▸ What the exercise asks: Reproduce the listing from its start up to and including the line with "point(139, 97)", keeping the requests and their sample points as they are. Scale every coordinate in the answers by 0.85 and round each result to a whole number, rounding halves up.

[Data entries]
--*--

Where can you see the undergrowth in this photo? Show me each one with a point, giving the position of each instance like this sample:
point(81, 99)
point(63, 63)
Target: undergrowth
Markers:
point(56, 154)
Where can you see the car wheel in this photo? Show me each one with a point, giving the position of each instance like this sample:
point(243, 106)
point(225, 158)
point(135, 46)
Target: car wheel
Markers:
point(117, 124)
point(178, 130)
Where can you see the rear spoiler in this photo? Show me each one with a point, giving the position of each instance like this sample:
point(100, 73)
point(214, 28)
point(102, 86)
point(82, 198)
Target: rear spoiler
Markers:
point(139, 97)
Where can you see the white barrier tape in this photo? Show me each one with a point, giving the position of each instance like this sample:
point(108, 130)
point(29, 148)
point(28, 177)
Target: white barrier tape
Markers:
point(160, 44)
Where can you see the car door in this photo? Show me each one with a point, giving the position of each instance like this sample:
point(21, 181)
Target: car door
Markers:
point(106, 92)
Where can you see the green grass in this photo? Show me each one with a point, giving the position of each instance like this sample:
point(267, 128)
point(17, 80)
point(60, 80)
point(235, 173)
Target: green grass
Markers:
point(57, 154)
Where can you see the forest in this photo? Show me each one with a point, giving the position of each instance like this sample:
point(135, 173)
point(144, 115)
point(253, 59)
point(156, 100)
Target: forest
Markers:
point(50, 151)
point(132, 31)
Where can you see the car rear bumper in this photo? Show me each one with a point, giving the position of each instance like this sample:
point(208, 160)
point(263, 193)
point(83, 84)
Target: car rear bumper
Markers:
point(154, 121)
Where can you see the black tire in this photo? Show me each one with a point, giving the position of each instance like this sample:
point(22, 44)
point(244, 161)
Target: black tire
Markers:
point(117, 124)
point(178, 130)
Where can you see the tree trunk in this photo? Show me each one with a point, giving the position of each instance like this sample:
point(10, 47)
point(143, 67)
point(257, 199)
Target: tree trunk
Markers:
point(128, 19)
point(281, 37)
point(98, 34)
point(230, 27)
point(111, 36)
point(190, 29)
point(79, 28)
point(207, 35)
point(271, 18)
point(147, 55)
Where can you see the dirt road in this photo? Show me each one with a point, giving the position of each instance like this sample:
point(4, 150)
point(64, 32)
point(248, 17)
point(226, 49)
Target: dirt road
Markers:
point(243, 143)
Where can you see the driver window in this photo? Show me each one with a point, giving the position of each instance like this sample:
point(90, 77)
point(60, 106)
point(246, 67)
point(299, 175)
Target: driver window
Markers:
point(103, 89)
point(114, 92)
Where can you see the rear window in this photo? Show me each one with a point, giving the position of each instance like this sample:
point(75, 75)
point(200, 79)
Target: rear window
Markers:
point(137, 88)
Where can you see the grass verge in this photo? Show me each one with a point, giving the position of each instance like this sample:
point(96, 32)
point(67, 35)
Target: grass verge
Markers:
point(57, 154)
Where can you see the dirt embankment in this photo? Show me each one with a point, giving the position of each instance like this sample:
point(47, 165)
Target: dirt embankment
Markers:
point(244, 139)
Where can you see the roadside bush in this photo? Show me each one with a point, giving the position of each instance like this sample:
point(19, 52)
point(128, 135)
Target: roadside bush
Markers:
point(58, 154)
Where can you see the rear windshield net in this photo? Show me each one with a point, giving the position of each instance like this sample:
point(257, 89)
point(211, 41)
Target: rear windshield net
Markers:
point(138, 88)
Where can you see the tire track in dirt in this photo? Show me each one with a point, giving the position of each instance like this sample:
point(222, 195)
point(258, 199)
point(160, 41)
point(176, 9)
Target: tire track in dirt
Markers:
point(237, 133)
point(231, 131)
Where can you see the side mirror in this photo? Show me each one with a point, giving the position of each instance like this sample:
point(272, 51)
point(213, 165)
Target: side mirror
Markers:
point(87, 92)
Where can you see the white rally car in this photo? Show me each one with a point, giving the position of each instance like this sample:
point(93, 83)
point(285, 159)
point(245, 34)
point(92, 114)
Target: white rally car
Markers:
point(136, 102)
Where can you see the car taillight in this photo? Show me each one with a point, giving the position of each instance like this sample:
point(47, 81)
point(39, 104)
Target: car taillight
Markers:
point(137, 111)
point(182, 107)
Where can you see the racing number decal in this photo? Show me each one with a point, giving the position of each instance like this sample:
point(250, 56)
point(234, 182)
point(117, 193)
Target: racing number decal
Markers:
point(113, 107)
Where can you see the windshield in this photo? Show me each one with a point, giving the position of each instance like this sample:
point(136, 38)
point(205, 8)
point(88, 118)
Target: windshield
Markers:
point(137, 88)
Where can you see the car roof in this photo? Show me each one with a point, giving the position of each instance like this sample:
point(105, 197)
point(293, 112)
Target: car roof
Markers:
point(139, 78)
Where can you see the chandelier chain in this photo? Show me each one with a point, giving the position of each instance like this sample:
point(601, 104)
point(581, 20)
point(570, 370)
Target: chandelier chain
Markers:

--*--

▸ Task answer:
Where can you see the undergrowth in this photo? Show me each one with a point, giving the position of each instance like this sample:
point(81, 99)
point(63, 63)
Target: undergrowth
Markers:
point(48, 131)
Where can you see the car wheel in this photo? Show me each one with a point, giving the position of each instance like this sample:
point(243, 106)
point(225, 158)
point(135, 46)
Target: car wheel
Markers:
point(99, 105)
point(151, 111)
Where can you see the rear spoiler in this photo? Show me each one with a point, giving the position of each instance like this sample:
point(100, 73)
point(214, 28)
point(102, 86)
point(82, 198)
Target: rear spoiler
Markers:
point(118, 82)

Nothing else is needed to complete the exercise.